Task prompt:
Line count for "tractor": state how many lines of the data below include it, and output nothing more.

---- Data supplied

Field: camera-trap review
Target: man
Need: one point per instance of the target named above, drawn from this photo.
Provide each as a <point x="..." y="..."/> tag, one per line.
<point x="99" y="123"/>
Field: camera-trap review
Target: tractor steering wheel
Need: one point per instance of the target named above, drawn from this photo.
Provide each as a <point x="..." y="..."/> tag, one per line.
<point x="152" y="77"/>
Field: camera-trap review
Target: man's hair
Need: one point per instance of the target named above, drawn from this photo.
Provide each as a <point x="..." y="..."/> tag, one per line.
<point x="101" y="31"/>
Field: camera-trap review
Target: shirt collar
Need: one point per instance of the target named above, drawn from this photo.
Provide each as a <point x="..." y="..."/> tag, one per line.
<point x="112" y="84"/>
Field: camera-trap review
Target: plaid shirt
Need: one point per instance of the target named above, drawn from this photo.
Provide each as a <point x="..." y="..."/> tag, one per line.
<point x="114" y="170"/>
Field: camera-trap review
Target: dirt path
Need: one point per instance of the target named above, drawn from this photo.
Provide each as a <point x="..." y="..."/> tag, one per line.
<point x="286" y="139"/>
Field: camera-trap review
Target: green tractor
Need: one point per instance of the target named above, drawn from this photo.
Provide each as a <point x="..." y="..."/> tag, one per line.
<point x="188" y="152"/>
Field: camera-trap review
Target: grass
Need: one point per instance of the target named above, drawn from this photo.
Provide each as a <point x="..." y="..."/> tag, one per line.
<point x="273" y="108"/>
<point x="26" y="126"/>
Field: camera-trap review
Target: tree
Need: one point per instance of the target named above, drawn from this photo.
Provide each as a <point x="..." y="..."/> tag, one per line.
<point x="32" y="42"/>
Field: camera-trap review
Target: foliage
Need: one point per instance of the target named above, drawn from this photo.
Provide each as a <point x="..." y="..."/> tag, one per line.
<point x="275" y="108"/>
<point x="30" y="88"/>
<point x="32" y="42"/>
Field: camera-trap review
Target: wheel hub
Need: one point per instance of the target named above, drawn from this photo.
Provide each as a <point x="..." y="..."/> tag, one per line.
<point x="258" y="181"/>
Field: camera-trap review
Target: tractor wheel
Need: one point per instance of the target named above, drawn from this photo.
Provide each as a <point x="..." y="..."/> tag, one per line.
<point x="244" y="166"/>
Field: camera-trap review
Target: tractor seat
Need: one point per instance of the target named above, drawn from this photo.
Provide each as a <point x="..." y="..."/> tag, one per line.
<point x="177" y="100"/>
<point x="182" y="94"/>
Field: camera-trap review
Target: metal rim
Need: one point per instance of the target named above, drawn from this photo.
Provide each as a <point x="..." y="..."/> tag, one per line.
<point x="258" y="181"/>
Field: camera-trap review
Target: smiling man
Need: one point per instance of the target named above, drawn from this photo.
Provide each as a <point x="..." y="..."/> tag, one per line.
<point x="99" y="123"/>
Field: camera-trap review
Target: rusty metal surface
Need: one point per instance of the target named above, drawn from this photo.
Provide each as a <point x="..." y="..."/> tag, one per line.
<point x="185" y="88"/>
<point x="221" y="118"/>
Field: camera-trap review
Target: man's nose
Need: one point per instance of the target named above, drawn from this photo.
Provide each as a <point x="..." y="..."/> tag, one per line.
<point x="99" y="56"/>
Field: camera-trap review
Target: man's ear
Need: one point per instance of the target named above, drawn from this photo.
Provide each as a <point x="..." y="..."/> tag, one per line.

--------

Task result:
4